> _About this task_:
Repeat the listing in full. Nothing may be added or left out.

--

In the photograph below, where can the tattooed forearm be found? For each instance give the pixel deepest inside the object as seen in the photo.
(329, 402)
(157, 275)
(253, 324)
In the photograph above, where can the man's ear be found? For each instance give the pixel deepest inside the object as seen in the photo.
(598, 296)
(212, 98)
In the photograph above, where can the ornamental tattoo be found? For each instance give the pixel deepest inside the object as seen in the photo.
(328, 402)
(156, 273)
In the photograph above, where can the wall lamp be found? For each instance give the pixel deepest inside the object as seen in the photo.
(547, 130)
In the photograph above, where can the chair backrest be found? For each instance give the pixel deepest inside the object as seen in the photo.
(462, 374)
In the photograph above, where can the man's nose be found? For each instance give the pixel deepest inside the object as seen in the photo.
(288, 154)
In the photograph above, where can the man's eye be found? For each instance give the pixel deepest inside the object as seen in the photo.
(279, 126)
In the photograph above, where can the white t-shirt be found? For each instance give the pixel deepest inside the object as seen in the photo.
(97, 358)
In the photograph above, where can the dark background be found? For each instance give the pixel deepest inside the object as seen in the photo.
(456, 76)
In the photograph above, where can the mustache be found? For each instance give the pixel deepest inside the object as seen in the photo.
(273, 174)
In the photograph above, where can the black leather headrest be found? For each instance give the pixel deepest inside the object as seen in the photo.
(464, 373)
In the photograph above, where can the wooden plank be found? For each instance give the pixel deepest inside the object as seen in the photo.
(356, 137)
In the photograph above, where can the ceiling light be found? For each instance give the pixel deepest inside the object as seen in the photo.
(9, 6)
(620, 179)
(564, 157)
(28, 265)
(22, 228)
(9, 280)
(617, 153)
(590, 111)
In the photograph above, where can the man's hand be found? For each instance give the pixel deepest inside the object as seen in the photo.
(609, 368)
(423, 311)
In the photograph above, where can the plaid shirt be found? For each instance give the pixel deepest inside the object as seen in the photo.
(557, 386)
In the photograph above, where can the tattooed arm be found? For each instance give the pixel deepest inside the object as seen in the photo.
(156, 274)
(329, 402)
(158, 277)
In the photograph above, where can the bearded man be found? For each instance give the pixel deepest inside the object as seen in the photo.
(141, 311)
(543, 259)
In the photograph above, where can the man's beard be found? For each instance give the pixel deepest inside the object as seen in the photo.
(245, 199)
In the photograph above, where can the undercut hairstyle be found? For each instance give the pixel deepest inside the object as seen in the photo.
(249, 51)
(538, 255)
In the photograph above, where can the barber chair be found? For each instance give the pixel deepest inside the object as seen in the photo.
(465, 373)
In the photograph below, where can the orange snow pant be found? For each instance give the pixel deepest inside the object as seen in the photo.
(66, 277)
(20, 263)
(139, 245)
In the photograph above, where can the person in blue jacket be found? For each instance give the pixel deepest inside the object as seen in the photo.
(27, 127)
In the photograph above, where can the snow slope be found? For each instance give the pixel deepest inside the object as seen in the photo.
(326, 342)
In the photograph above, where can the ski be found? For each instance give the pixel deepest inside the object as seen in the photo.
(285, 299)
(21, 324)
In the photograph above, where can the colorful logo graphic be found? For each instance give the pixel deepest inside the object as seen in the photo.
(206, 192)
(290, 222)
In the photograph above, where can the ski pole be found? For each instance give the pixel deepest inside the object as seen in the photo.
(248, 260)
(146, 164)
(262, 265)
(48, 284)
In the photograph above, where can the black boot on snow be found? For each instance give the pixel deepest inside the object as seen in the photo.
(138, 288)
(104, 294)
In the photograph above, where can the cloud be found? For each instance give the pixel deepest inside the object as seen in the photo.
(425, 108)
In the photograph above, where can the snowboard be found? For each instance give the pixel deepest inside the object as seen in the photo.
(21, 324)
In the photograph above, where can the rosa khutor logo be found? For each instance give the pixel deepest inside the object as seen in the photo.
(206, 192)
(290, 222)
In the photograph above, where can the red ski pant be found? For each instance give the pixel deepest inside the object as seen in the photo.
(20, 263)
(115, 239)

--

> _Your response_:
In the photograph below, where can the tattooed forearm be found? For each instance give the pixel deepest inside the object as seen in the photo.
(329, 402)
(157, 275)
(253, 324)
In the photograph above, where can the man's ear be found? For each instance give the pixel deepest inside the object as seen in the photo.
(598, 296)
(212, 98)
In the photograph above, where can the ornamental tattoo be found? For each instance give the pixel deepest inside the object as seen in the photo.
(328, 402)
(156, 273)
In the photograph above, where can the wall lamp be found? For each instance give the pixel deepest inside the object as seen in the photo.
(547, 130)
In the photograph above, where can the chair backrest be found? For each instance give the pixel deepest inside the object as seen in the photo.
(462, 374)
In the photograph above, where can the man's nose be found? For each instance give the pixel deepest inside the object as seen in the photo.
(288, 154)
In the photograph above, where can the man's eye be found? For each instance give the pixel deepest inside the object as seen in the photo.
(279, 126)
In the photograph above, where can the white t-shirt be found? For each instance give the pixel deepest inside the object as seen in the photo.
(97, 358)
In the photograph above, where can the dark background be found? For each instance give the pixel deepest inside the object as seen in the photo.
(456, 76)
In the photograph above, where can the mustache be found? For each instance give the pixel deepest inside the object as seen in the photo.
(273, 174)
In the photograph above, where can the black leather headrest be found? For each instance give the pixel deepest inside the object as seen in the photo.
(464, 373)
In the photograph above, where can the wooden plank be found? For each instance give the pixel deepest inside the object as seen in the photo.
(356, 137)
In the photograph above, where can the ceiling light be found? For each instance give the pixel deepest inside the object as seen in the photo.
(9, 6)
(620, 179)
(564, 157)
(28, 265)
(22, 228)
(9, 280)
(617, 153)
(590, 111)
In the photograph above, where can the man's hand be found? For each instance give the pixel deepest inside the object as seen in the photo.
(609, 368)
(423, 311)
In the photograph above, where can the plaid shirt be found? For each instance give the pixel deepest inside the object as seen in the photo.
(557, 386)
In the photograph above, where can the tattooed arm be found? For each instance give the pixel deepest inside the object as seen in the photo.
(156, 274)
(329, 402)
(158, 277)
In the photograph above, where can the bearded man be found? For each instance give the pixel deepest inside the object as seen in the photo.
(141, 311)
(543, 259)
In the photograph above, where can the man's beard be found? For each instance give the pixel deepest inside the object as seen in the photo.
(245, 199)
In the photograph above, where can the undercut hairstyle be found? For each instance give the pixel deepest inside the object as seen in the photo.
(249, 51)
(538, 255)
In the photograph above, where can the barber chair be found? For each instance give the pixel deepest inside the object as seen in the photo.
(465, 373)
In the photograph below, where can the orange snow pant be found? For each instance give the pixel deepest inside the object as seen in the photo.
(66, 277)
(20, 263)
(139, 245)
In the photograph above, where can the person in blue jacket be found? For each instance give the pixel deepest inside the object as seen in the photo.
(27, 127)
In the photograph above, where can the snow slope be found? For each instance give the pixel deepest inside the object as seen in the photo.
(326, 342)
In the photograph above, where can the ski be found? For each instance give the pixel deepest inside the object as seen in the photo.
(285, 299)
(21, 324)
In the photograph above, where can the colorful logo graphic be found? For each instance give the pixel deepest inside the object as seen in the photo.
(206, 192)
(290, 222)
In the photograph above, where can the ski pole be found? For each instance give the pixel deepest inside the object as seen in the photo.
(248, 260)
(146, 164)
(262, 265)
(48, 284)
In the photograph above, where can the black boot on snow be found? For each instance give the pixel deepest inside the object as seen in the photo.
(138, 288)
(104, 294)
In the photograph above, where can the cloud be found? For each instance give the pixel deepest inside the object as seen in the photo.
(425, 108)
In the photograph above, where can the snowboard be found? For each instance give the pixel deepest inside the object as seen in the photo.
(21, 324)
In the photograph above, where can the rosa khutor logo be found? For each instance give the pixel deepest inside the object as seen in the photo.
(206, 192)
(290, 222)
In the photograph above, where can the red ski pant be found? For each instance give the pixel deepest inside the object as seen in the photo.
(20, 263)
(115, 239)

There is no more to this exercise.